--- Start of MATERIAL FOR THIS EXERCISE ---

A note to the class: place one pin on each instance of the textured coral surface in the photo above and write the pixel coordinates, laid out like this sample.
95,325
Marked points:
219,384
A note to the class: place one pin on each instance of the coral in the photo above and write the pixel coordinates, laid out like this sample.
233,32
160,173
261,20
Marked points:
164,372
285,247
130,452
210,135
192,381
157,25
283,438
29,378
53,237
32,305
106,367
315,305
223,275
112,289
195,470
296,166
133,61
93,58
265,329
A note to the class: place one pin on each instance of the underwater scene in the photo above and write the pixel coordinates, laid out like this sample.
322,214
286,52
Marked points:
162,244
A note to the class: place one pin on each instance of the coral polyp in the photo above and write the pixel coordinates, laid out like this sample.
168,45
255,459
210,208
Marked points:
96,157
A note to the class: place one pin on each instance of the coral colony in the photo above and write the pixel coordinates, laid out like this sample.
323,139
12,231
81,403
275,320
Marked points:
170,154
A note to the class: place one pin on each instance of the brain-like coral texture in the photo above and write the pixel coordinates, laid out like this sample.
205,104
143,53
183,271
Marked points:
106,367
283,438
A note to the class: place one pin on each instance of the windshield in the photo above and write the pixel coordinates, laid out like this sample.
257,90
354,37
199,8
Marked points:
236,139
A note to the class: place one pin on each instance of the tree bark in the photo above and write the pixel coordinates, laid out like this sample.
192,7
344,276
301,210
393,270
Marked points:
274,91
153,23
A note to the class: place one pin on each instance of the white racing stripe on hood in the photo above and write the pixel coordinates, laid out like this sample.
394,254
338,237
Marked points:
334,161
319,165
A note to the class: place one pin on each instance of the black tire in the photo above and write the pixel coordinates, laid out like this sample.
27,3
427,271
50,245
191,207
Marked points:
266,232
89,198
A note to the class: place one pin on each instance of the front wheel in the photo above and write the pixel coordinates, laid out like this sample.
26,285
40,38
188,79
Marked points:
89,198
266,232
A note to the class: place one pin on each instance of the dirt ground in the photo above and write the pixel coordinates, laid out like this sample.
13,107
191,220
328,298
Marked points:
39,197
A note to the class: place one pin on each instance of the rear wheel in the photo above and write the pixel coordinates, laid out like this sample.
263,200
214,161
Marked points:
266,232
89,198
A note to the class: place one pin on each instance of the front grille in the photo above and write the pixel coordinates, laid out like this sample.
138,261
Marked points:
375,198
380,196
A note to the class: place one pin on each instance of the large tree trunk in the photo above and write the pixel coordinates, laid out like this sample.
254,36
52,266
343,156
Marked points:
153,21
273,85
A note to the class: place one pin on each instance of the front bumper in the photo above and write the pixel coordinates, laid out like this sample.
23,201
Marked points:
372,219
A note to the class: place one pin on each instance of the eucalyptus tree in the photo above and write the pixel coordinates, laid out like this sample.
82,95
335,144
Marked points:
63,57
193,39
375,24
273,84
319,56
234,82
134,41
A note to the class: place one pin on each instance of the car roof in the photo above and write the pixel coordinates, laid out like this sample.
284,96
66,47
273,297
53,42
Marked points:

--- End of MATERIAL FOR THIS EXERCISE ---

**WHAT THE TASK REQUIRES:** Please add 3 to each number in the marked coordinates in the part that opens with the line containing "the front bumper" and closes at the end of the entries. Write out every line of that part again, keeping the sample coordinates unchanged.

**EXPECTED ANSWER:**
A note to the class: place one pin on each instance of the front bumper in the photo above and write the pixel coordinates, laid out like this sample.
23,201
Marked points:
375,222
A note to the class: place one pin on each instance of the eucalyptus tree in the photo above and write the pixel coordinates, laid out like this sample.
82,95
335,144
Marked points:
66,60
196,42
378,27
276,87
322,59
237,85
137,44
A note to the class: place one pin on each instance of the car roof in the photo above and write the pixel coordinates, laid out like this sample.
284,96
66,47
273,297
53,42
Marked points:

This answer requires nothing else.